> **Problem**
Print the lines of the listing below exactly as they appear, from the line containing "Accessibility service: describe the location of man's light" through the line containing "177,29 -> 313,147", both included. Leave out every other line.

> **Saved data entries**
■ ■ ■ ■ ■ ■ ■
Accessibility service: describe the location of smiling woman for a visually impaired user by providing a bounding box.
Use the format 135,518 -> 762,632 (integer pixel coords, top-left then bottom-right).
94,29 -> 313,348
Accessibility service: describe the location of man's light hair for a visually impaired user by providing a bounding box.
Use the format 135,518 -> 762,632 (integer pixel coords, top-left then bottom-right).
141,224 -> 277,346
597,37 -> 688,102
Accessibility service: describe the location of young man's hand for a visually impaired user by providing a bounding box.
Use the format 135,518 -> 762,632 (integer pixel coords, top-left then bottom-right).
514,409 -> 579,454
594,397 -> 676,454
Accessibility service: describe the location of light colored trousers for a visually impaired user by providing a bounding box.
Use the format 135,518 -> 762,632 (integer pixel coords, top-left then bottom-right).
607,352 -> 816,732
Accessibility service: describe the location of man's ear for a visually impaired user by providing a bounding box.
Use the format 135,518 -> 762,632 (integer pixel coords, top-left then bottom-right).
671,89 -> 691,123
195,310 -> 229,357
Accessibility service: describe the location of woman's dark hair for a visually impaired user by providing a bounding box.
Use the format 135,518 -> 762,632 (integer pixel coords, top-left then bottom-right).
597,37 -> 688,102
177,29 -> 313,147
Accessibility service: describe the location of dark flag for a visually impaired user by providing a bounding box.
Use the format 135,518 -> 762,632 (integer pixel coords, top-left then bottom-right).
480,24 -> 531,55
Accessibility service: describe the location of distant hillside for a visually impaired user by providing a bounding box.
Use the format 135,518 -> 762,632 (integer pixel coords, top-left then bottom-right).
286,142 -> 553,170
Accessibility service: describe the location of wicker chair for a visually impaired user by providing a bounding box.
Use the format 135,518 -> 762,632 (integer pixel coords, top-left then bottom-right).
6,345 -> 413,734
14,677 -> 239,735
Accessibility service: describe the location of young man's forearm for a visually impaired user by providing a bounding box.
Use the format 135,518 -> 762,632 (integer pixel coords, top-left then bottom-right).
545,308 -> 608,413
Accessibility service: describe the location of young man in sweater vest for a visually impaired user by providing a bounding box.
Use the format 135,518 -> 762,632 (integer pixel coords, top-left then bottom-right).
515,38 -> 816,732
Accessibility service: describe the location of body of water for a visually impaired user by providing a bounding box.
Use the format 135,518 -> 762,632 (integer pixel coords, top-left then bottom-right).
■ ■ ■ ■ ■ ■ ■
> **Task solution**
Accessibility service: describe the location of man's light hair for a visually impaired user by providing a bounding box.
Use the format 135,518 -> 762,632 (integer pixel coords, top-left then bottom-right).
141,224 -> 277,346
597,37 -> 688,102
Accessibility service: describe the location of young man's hand for a visually impaired user by providing a bounding box.
Use the format 135,518 -> 762,632 (integer pixel coords, top-left then bottom-right).
514,409 -> 579,454
594,397 -> 676,454
Accessibility service: describe the location of light colored trousers for a visually impaired user by providing a bounding box.
Use the format 135,518 -> 762,632 (integer pixel coords, top-left then bottom-right).
607,352 -> 816,732
Accessibility service: describe the location of man's ear for a visually impaired user by providing a bounding box.
Use the format 135,518 -> 762,632 (integer pixel coords, top-left then bottom-right).
671,89 -> 691,123
195,310 -> 229,357
Accessibility service: describe the location of woman's dark hair for a visually impaired user by providing a bounding box.
Use the format 135,518 -> 762,632 (integer pixel coords, top-left then bottom-right).
597,37 -> 688,102
177,29 -> 313,147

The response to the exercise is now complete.